■ PROBLEM DETAILS: Reproduce every line of the listing below, requests included, shifting each coordinate in the answers up by 104. Leave the request lines and their format samples unchanged.

■ INPUT:

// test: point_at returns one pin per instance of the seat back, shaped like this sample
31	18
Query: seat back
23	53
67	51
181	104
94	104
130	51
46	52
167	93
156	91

■ EXERCISE ANSWER:
// test: point_at returns one pin per instance of the seat back, shaped like this sample
31	18
Query: seat back
127	157
171	155
285	208
198	208
234	155
150	156
271	197
260	195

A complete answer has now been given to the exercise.